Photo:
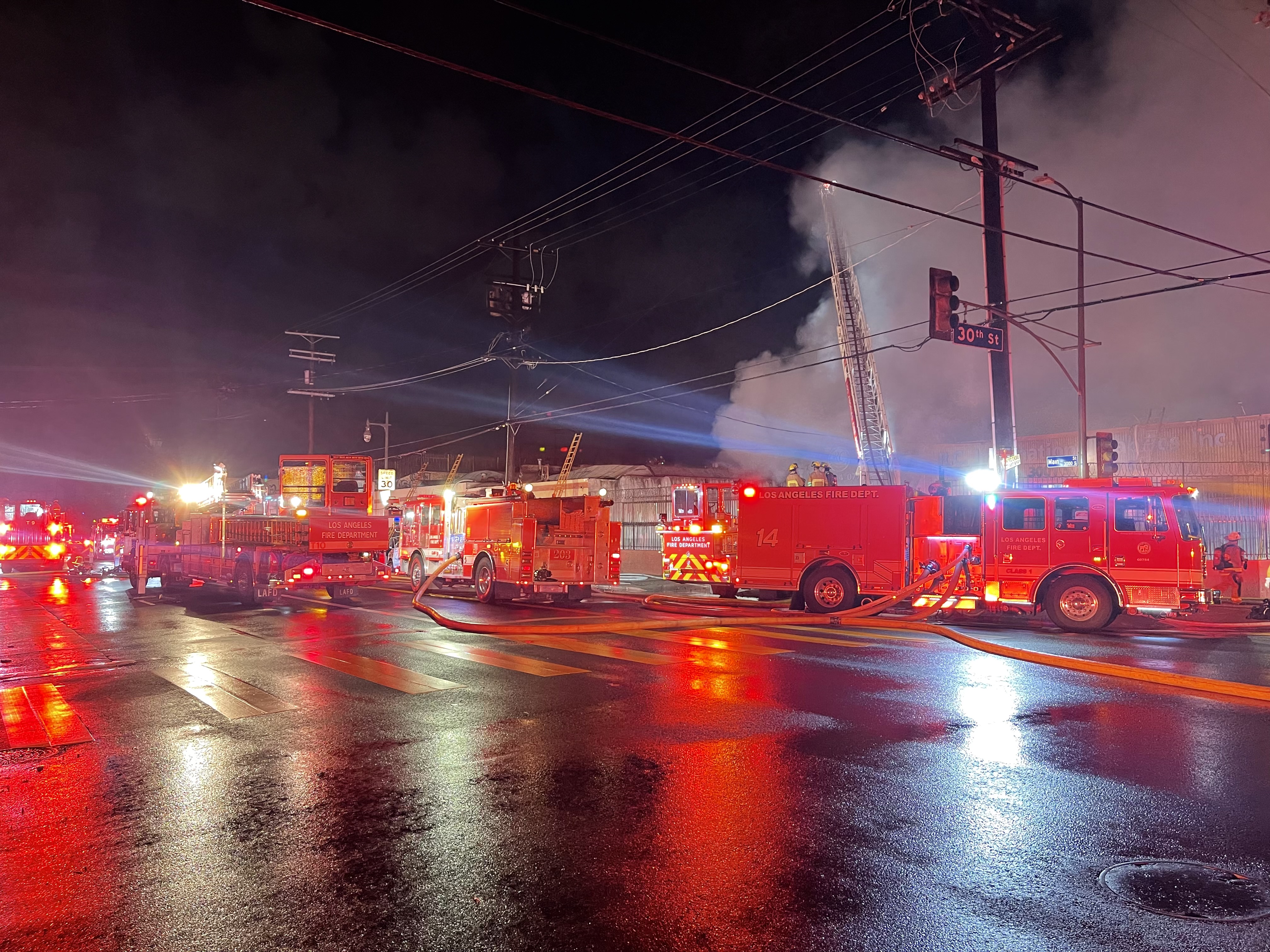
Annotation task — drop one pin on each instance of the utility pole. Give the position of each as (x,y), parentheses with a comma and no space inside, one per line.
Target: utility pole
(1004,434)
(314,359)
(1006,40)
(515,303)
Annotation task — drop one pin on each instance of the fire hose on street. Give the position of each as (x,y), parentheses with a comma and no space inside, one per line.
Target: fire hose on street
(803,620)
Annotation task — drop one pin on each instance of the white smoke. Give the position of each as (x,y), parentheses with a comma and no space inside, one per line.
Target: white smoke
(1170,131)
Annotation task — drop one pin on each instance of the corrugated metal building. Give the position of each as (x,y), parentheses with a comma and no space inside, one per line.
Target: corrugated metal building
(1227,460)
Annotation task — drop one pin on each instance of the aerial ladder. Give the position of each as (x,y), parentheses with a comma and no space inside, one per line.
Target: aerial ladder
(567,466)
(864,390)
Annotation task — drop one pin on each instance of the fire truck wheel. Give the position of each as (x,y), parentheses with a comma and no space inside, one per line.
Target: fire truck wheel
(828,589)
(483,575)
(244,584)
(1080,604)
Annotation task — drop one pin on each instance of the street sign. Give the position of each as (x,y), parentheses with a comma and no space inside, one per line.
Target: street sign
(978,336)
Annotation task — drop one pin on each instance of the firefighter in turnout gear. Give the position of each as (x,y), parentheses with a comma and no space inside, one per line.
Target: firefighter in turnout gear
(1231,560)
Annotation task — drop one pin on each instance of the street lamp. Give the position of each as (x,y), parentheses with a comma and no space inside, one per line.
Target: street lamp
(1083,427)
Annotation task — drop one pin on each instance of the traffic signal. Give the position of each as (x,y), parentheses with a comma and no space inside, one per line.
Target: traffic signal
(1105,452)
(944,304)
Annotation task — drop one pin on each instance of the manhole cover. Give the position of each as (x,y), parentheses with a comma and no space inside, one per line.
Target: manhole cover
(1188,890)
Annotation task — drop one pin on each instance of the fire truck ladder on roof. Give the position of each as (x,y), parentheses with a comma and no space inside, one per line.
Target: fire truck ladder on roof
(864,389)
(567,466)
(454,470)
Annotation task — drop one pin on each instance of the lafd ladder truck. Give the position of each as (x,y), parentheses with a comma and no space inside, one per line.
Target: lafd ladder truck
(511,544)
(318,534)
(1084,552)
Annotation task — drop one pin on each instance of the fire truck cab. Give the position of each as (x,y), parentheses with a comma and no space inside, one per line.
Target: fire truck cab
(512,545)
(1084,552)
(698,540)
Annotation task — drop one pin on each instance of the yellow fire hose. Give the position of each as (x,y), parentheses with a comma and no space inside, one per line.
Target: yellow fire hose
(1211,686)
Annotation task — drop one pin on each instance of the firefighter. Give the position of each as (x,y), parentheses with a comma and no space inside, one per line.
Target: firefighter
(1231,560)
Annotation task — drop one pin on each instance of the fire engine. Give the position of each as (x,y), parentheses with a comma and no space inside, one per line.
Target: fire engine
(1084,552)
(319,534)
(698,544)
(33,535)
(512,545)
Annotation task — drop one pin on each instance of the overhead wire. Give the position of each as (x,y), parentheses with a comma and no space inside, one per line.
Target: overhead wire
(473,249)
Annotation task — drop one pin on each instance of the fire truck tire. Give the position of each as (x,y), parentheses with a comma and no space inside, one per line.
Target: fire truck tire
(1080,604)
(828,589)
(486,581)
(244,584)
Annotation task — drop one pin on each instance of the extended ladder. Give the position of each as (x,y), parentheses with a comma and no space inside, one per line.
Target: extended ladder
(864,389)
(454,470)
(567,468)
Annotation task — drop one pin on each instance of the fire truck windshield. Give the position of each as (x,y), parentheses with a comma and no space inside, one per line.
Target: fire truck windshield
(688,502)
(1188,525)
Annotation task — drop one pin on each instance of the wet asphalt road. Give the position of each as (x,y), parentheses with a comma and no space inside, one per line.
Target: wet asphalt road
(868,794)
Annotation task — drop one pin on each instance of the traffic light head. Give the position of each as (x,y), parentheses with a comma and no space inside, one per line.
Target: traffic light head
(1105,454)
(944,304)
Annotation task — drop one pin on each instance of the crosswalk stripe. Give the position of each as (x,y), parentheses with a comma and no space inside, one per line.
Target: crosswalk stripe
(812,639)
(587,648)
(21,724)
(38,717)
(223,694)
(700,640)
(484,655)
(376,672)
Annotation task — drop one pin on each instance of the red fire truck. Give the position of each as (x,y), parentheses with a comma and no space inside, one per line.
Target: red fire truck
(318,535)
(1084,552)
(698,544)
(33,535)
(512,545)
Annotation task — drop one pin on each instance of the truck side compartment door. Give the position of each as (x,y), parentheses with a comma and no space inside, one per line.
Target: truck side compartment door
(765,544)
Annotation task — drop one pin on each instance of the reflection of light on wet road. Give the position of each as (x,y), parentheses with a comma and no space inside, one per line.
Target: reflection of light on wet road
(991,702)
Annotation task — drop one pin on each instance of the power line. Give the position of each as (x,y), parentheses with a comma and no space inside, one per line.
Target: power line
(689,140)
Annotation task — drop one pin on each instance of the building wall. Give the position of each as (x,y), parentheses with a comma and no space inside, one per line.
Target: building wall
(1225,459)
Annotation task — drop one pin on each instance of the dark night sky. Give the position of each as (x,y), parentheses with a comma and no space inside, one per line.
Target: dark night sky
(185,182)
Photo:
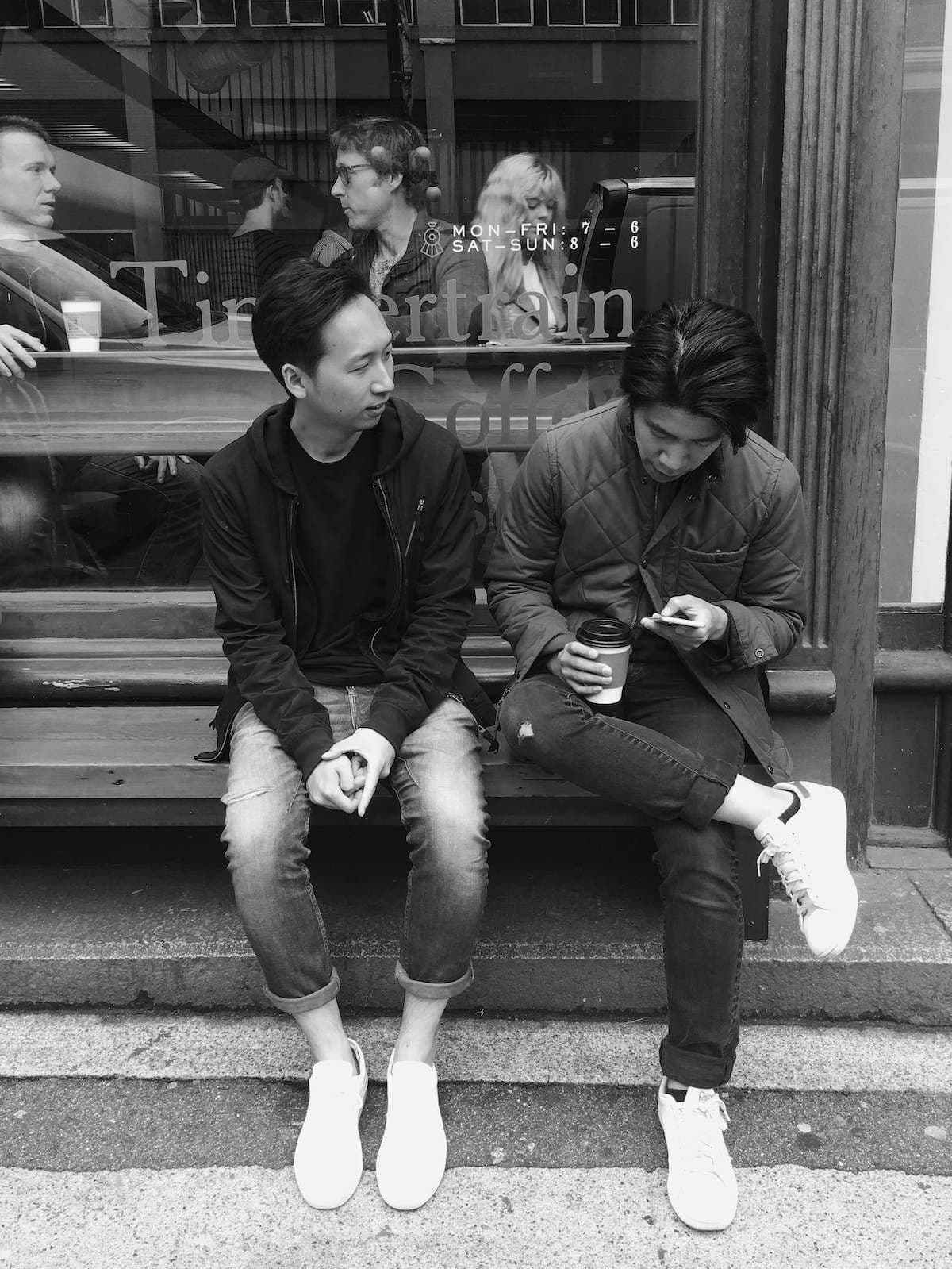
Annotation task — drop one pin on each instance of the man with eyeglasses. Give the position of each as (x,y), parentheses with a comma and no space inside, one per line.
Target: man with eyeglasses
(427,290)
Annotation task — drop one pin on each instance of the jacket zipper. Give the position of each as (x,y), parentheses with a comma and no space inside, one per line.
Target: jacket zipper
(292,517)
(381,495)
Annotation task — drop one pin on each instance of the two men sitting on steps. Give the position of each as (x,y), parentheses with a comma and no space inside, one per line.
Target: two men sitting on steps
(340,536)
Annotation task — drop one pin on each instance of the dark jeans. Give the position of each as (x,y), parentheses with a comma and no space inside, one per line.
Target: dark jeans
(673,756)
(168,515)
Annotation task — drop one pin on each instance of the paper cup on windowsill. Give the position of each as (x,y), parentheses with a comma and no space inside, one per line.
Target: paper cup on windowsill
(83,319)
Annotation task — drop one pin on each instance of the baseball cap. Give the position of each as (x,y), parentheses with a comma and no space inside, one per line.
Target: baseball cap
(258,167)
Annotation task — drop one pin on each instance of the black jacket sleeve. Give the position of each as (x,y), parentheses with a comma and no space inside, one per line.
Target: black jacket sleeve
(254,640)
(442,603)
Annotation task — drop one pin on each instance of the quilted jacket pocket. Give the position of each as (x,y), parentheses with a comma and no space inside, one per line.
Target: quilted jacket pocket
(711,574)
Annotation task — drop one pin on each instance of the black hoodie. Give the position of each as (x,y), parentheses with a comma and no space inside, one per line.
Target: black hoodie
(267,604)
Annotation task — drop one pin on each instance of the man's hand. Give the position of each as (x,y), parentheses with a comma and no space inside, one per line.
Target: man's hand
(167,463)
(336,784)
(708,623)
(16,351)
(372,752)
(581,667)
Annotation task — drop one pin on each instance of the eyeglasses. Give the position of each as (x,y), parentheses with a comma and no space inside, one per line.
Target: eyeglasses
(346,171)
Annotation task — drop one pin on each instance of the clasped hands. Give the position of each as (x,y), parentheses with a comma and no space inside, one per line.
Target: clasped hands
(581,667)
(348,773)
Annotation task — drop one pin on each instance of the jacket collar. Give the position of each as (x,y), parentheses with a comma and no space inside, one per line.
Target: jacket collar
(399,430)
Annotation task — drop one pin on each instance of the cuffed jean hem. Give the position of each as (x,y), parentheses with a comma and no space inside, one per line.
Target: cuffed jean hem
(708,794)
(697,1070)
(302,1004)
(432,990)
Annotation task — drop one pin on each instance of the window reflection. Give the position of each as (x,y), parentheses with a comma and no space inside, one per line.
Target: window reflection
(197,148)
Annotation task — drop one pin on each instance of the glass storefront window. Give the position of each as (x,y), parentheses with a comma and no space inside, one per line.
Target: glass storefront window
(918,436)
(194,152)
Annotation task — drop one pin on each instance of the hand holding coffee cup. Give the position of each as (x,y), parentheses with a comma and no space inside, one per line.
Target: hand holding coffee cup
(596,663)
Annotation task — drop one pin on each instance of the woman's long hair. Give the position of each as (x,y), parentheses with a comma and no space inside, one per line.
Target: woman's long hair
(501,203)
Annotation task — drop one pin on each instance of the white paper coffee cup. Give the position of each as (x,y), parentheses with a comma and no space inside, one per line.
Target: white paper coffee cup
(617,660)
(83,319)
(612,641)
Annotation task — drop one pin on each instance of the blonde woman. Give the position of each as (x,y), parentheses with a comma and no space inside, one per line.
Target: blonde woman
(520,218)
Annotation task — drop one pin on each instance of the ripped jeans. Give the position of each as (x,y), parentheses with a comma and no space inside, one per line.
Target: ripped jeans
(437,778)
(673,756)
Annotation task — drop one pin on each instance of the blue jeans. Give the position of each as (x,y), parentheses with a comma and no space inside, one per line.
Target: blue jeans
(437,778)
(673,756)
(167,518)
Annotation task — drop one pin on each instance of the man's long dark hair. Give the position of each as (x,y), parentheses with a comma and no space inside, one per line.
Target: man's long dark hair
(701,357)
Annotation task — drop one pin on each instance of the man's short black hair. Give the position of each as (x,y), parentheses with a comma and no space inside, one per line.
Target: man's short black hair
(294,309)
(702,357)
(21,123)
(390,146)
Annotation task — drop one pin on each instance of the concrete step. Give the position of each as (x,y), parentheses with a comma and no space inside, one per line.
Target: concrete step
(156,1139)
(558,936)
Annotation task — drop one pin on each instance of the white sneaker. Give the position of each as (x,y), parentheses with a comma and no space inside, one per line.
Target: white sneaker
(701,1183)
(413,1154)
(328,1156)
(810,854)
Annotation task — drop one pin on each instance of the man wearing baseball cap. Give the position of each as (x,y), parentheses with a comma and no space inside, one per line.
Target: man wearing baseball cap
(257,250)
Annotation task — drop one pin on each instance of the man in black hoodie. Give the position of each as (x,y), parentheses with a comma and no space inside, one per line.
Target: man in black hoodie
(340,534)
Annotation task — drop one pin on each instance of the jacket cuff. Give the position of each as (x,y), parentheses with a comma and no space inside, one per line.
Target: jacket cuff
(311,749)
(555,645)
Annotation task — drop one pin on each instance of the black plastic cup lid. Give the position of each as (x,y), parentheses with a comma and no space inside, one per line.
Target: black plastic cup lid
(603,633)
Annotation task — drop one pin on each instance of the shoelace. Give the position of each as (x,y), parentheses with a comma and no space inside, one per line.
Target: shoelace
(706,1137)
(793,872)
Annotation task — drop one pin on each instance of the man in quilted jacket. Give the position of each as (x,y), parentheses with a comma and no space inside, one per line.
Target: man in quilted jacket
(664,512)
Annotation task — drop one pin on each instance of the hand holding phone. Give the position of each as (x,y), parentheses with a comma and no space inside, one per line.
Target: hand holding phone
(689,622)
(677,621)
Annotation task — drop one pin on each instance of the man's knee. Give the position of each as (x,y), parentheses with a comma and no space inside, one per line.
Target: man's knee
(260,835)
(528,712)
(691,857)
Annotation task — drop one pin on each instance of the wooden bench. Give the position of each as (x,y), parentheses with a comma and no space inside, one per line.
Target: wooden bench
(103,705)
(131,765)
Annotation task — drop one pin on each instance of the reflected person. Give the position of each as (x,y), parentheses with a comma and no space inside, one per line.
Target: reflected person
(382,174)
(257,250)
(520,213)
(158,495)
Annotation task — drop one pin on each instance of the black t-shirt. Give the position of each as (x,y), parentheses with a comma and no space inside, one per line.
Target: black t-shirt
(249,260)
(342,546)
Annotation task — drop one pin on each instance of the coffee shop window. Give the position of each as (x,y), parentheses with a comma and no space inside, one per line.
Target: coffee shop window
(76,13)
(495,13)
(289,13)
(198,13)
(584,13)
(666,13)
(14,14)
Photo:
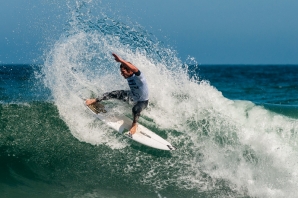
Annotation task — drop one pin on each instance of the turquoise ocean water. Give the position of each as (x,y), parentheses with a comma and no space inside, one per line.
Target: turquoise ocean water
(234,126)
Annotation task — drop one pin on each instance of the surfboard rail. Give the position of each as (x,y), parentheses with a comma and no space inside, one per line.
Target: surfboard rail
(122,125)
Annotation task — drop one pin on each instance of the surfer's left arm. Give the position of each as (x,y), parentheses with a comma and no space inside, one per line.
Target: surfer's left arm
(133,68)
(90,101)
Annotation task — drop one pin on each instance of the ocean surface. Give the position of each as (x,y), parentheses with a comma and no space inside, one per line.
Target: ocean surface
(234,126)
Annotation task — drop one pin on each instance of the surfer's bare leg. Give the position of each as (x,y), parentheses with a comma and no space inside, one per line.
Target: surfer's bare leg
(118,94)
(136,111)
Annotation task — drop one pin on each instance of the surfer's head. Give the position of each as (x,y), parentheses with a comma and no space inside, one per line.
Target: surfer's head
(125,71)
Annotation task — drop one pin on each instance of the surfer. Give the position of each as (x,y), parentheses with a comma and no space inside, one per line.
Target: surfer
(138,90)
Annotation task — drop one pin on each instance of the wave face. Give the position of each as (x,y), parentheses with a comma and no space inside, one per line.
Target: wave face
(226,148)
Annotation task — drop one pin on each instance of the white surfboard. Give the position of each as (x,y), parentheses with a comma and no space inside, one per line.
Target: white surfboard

----

▸ What to do
Copy the lines from the one with "of the surfer." through the end of the records, putting "yellow surfboard" in place of "white surfboard" and leaving everything else unchanged.

▸ Result of the exercise
Annotation task — drop one pin on each instance of the surfer. Give the position of each as (x,y), parentheses with a comma and no space inside, one per line.
Target: surfer
(138,90)
Annotation task — drop one pin on each instance of the wave face. Give the position of each as (x,y), parentheses with a comma and no space inside, one per line.
Target: wave face
(226,148)
Annotation task — drop one pin on each instance of the yellow surfboard. Give the position of each as (x,y), parentheses with a comma and no space inside, one per line.
Target: yellow surfboard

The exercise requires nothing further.